EXERCISE GOAL — Print every line below exactly as written, but leave the pictures behind.

RECORDS FOR PROCESSING —

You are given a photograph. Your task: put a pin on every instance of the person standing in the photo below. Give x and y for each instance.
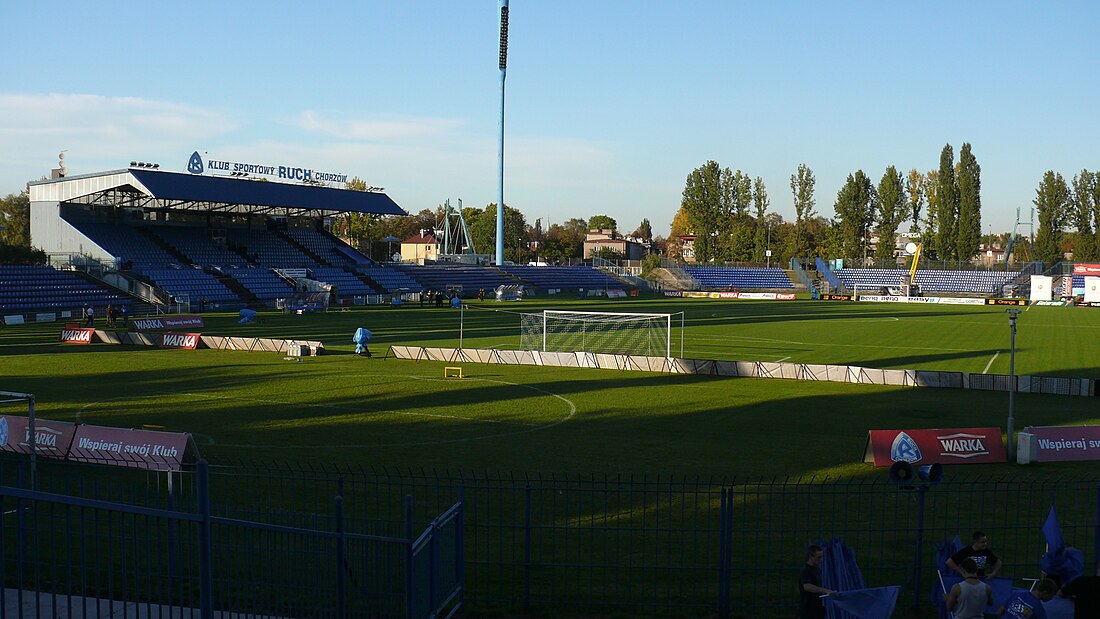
(969, 598)
(987, 562)
(1055, 606)
(810, 585)
(1086, 594)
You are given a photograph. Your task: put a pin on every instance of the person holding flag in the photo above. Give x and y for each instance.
(987, 562)
(969, 598)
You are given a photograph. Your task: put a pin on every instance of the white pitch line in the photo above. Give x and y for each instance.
(990, 362)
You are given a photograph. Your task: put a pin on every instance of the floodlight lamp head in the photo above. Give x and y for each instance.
(504, 34)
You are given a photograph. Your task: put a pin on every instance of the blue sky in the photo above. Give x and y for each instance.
(609, 104)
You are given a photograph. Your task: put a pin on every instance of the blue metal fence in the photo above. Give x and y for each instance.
(162, 550)
(287, 541)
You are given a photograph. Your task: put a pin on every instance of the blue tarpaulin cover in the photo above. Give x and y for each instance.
(854, 599)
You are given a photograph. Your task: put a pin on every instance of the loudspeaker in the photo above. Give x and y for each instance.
(901, 473)
(931, 473)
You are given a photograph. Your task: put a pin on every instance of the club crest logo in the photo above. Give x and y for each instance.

RESULT —
You are given a photograph. Your task: put a pin on every instance of the person standing in the photo below. Give x and y for each instance.
(969, 598)
(987, 562)
(1055, 606)
(810, 585)
(1086, 594)
You are given a photograph. Your task: put a pin on every instance of the person holding flag in the photo above. Give x and y for each instance.
(987, 562)
(969, 598)
You are given a photograph. Your task: put a pin on every instance of the white pitch line in the photo above. Give x and y for each instance.
(990, 362)
You are given a photograph. Your task: put a pin on every instance of the floodlight lamp head in the photo above. Give x and y for each instance.
(504, 34)
You are given a photograph. Your task: put a pin on every instance of the blue sky in the photo above. Give x and y for each instance.
(609, 104)
You are given a photograph. Your task: put a pin on every instance of the blue metal fence in the photo above. Give x and y for each instance.
(162, 550)
(287, 541)
You are given a photograph. Your task: put a pin on every instance of the blue tarpaulin cover in the photo above. Give x and y for each instance.
(854, 599)
You are given a photograph. Your task: put a pin on every instance of the loudspeaker in the photo above. Give x and y for each instance.
(901, 473)
(931, 473)
You are given a photograph. Your task: put a pin on every instance of the club crest logo in the photo above. Give x and y for each instance.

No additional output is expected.